##### Records provided #####

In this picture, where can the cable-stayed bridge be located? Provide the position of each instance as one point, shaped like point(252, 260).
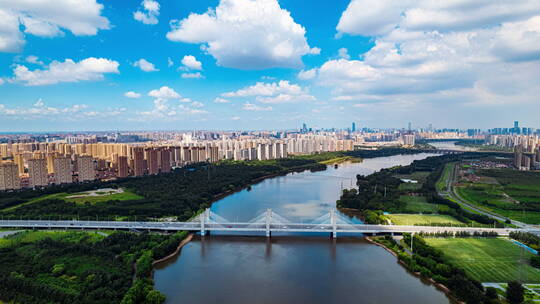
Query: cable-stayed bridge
point(267, 222)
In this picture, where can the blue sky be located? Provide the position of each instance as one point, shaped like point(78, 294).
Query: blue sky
point(267, 64)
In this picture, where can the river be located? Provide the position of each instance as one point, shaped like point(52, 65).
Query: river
point(451, 145)
point(292, 269)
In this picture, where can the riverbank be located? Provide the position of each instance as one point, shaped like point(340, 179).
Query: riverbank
point(176, 252)
point(441, 287)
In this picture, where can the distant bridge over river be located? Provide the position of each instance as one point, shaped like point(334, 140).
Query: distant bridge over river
point(265, 223)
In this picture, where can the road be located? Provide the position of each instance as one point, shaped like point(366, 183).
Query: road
point(452, 193)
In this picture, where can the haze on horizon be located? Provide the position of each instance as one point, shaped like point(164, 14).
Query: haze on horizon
point(268, 64)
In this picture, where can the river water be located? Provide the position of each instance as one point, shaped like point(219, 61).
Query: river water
point(451, 145)
point(292, 269)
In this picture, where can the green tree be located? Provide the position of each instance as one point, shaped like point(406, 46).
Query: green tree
point(155, 297)
point(514, 293)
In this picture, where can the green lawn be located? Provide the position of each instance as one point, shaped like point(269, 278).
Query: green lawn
point(418, 204)
point(491, 200)
point(422, 219)
point(487, 260)
point(124, 196)
point(443, 181)
point(419, 176)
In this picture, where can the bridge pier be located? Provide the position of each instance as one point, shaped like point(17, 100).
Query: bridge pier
point(268, 222)
point(333, 222)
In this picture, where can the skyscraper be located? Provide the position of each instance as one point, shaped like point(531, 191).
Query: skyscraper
point(86, 167)
point(123, 169)
point(63, 173)
point(9, 176)
point(37, 171)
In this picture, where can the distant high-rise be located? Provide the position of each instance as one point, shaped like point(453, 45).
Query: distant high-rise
point(37, 171)
point(63, 173)
point(123, 170)
point(9, 176)
point(138, 161)
point(86, 167)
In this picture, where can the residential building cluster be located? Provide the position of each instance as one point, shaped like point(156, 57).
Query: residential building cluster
point(39, 164)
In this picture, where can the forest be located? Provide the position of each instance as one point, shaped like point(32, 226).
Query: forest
point(82, 267)
point(380, 191)
point(179, 194)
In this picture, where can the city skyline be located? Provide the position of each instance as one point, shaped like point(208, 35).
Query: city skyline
point(155, 65)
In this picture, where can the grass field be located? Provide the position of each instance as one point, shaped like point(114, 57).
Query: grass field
point(443, 181)
point(419, 176)
point(422, 219)
point(418, 204)
point(487, 260)
point(490, 200)
point(124, 196)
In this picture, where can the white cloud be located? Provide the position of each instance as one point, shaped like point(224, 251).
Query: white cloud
point(132, 94)
point(196, 75)
point(164, 93)
point(344, 53)
point(42, 19)
point(221, 100)
point(191, 62)
point(145, 65)
point(276, 92)
point(89, 69)
point(252, 107)
point(307, 75)
point(149, 12)
point(33, 59)
point(453, 52)
point(376, 18)
point(246, 34)
point(197, 104)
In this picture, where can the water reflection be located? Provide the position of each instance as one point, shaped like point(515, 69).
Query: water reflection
point(292, 269)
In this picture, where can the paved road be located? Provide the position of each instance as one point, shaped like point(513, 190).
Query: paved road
point(455, 196)
point(243, 227)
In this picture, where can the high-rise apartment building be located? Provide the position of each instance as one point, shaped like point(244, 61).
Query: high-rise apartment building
point(9, 176)
point(138, 161)
point(151, 156)
point(63, 172)
point(123, 169)
point(37, 172)
point(86, 167)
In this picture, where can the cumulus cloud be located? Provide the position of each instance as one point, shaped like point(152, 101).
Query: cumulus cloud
point(41, 110)
point(191, 62)
point(148, 13)
point(89, 69)
point(449, 51)
point(163, 108)
point(276, 92)
point(221, 100)
point(308, 74)
point(40, 18)
point(33, 59)
point(132, 94)
point(196, 75)
point(252, 107)
point(145, 65)
point(164, 93)
point(246, 34)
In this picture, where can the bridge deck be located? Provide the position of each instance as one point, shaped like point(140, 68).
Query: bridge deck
point(243, 227)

#####

Starting at the line that contains "In this picture, where can the white", write out every line to the end of the entries, exactly as given.

In this picture, where can the white cloud be located? Provide the position of each instance as one point, shaped like point(224, 251).
Query: white cloud
point(132, 94)
point(196, 75)
point(164, 93)
point(344, 53)
point(42, 19)
point(221, 100)
point(191, 62)
point(145, 65)
point(276, 92)
point(89, 69)
point(252, 107)
point(307, 75)
point(149, 12)
point(33, 59)
point(453, 52)
point(376, 18)
point(246, 34)
point(197, 104)
In this picture, where can the water reflection be located? Provide the position of each instance as one point, shaped like point(515, 69).
Query: water reflection
point(292, 269)
In this picture, where can the paved road be located? Provide the position of each instance as one point, shaped like point(513, 190).
Query: paved road
point(455, 196)
point(243, 227)
In this picture, where can the high-rise apartment building be located? Provide the position of each instance as one point, shaped like point(244, 61).
Query: high-rise apartment building
point(9, 176)
point(138, 161)
point(151, 156)
point(63, 172)
point(123, 169)
point(37, 172)
point(86, 167)
In this picture, where can the cumulus cloud be located? Provide the position of each instance as one point, shaped like point(152, 101).
Query: cumulus cloud
point(41, 110)
point(191, 62)
point(148, 13)
point(89, 69)
point(449, 51)
point(163, 108)
point(276, 92)
point(221, 100)
point(308, 74)
point(40, 18)
point(33, 59)
point(132, 94)
point(196, 75)
point(252, 107)
point(145, 65)
point(164, 93)
point(246, 34)
In this picture, where can the bridge deck be located? Provide the position of each instance as one point, shaped like point(140, 68).
Query: bridge deck
point(243, 227)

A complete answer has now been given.